— start Provided records —

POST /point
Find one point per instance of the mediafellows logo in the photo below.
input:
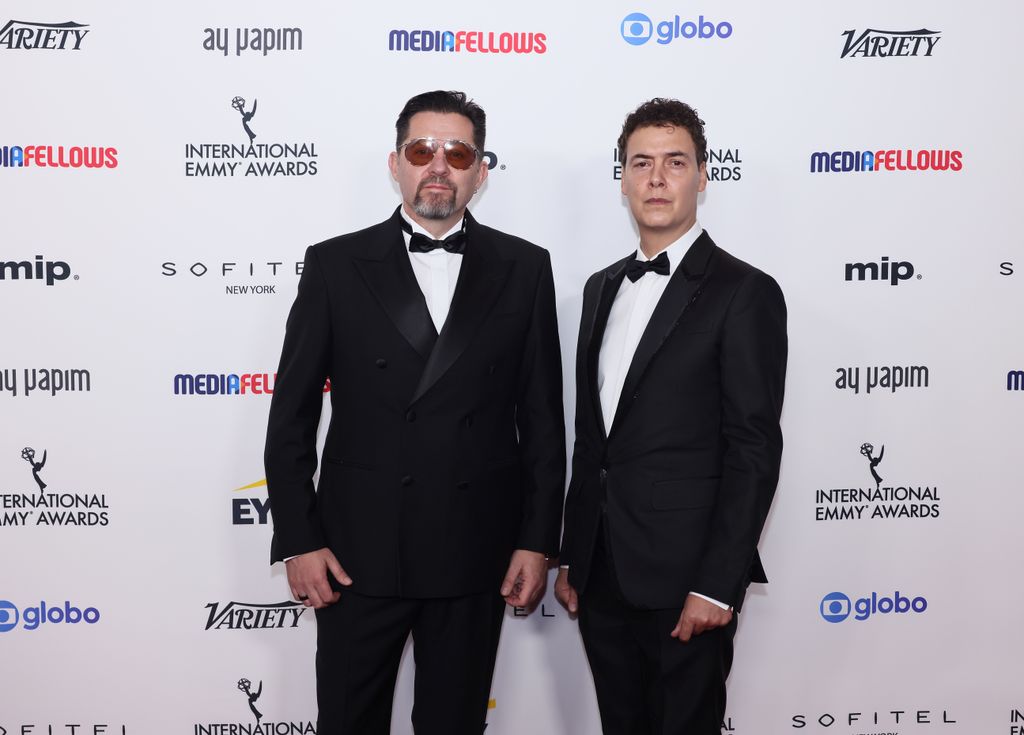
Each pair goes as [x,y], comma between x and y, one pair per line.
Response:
[837,607]
[246,158]
[467,41]
[870,43]
[30,618]
[58,157]
[886,160]
[637,29]
[26,36]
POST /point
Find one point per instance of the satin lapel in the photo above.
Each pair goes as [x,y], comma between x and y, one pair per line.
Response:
[683,288]
[599,320]
[481,278]
[387,271]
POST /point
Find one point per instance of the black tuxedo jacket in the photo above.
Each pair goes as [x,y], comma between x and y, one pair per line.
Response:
[444,452]
[684,476]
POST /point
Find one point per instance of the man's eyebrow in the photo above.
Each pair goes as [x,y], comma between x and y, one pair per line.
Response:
[670,155]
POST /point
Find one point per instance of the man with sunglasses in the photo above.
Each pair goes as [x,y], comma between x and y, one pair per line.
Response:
[440,486]
[680,375]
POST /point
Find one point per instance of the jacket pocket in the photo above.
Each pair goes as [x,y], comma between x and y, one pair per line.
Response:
[684,493]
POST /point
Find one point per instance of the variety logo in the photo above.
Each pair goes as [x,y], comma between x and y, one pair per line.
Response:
[886,719]
[47,271]
[30,618]
[637,29]
[895,272]
[251,159]
[882,378]
[837,607]
[878,44]
[262,40]
[23,36]
[887,160]
[251,616]
[58,157]
[251,511]
[854,504]
[46,507]
[252,695]
[45,382]
[723,165]
[467,41]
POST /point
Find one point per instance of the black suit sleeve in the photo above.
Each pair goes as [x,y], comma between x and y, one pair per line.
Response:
[290,457]
[541,423]
[753,380]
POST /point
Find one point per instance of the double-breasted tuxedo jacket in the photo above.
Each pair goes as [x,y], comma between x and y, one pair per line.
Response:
[684,477]
[444,452]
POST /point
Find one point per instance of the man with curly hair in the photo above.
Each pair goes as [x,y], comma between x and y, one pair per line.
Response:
[680,376]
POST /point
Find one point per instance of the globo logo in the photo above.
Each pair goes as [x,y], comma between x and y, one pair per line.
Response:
[837,607]
[42,614]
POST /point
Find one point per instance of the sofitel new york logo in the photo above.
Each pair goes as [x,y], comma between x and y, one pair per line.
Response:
[46,507]
[870,43]
[259,727]
[27,36]
[252,159]
[882,501]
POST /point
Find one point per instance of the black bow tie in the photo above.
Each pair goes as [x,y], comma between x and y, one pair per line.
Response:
[636,268]
[419,243]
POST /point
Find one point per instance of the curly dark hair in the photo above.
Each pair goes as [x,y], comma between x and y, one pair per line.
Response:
[664,113]
[442,101]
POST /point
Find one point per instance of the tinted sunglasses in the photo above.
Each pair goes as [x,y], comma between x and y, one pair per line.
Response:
[459,154]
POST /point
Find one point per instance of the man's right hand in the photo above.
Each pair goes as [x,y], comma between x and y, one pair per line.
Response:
[566,593]
[307,577]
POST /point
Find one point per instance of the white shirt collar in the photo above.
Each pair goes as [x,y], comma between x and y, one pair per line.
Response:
[678,249]
[417,228]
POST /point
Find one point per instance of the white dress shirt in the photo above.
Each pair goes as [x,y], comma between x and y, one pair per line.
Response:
[436,271]
[630,313]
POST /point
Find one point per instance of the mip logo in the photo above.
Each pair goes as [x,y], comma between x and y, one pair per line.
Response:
[8,616]
[836,607]
[637,29]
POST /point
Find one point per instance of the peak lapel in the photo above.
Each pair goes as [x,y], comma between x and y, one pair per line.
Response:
[610,284]
[386,269]
[683,289]
[481,278]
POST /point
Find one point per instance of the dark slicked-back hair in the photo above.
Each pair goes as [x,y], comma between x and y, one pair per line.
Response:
[662,113]
[441,101]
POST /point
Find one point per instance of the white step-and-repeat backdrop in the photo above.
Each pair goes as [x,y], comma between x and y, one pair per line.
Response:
[163,169]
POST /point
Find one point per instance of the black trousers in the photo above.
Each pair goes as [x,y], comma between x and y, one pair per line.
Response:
[648,683]
[359,641]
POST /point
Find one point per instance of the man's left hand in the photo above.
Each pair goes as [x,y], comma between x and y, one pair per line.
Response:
[699,615]
[525,579]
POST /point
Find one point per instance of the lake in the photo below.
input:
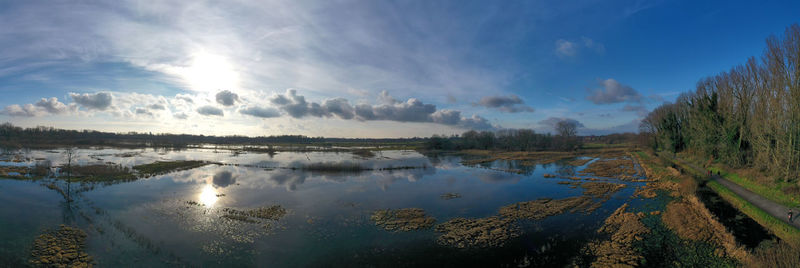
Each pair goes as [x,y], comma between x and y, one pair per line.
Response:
[198,217]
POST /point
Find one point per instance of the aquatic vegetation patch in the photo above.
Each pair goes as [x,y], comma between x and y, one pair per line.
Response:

— end Provided records —

* **Directions**: Pick out each line of the data above that contains the word "white" and copy it in full.

* **Exercise solution**:
Find one point per instance of the white shirt collar in the photo above.
Find one point per instance of the white dress shirt in the photo above.
Find one point per instance of the white step-and-repeat backdrop in the photo above.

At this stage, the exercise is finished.